● **EXERCISE BRIEF**: Repeat the passage of the Zhangjiajie text from "At the very" to "in the world." word for word.

** Begin TEXT EXTRACT **

The rock mountains of Zhangjiajie look as if they have been taken from old manuscripts of ancient Chinese art. The abundance of rivers and low level cloud streams often cause the rock peaks to become shrouded in a heavy mist.

Photo Journal

A tourist on the sightseeing platform.
The rocks often resemble fingers sticking out the ground, this one particularly looks like a middle finger.
Pine trees growing through the cracks of the rock.

Zhangjiajie was previously called Dayong and was at that time considered to be the place with the most advanced ceramics in China. But despite its success in the technological and cultural sectors, thanks to its mountainous terrain, undiscovered land, underdeveloped river transport and agriculture, it is not well developed compared to other cities.

Understandable given its remote geographical location.

The landscape is not even hilly, but the cliff-like mountains make it impossible to climb or even go around the mountain.
Rivers at the bottom of the rocks are surrounded by trees.
The farming families living here grow corn.

At the very top of one of the mountains there is a 24 meter long bridge, familiar to locals and tourists as “the first bridge under heaven.” It is also considered the tallest natural bridge in the world.

Chinese tourists hike to it to express their immortal love for one another, they attach padlocks and throw the key into the abyss.

** End TEXT EXTRACT **
** Begin COLLECTED MATERIAL **

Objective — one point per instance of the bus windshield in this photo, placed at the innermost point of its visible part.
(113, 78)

** End COLLECTED MATERIAL **

● **SOLUTION TO THIS TASK**:
At the very top of one of the mountains there is a 24 meter long bridge, familiar to locals and tourists as “the first bridge under heaven.” It is also considered the tallest natural bridge in the world.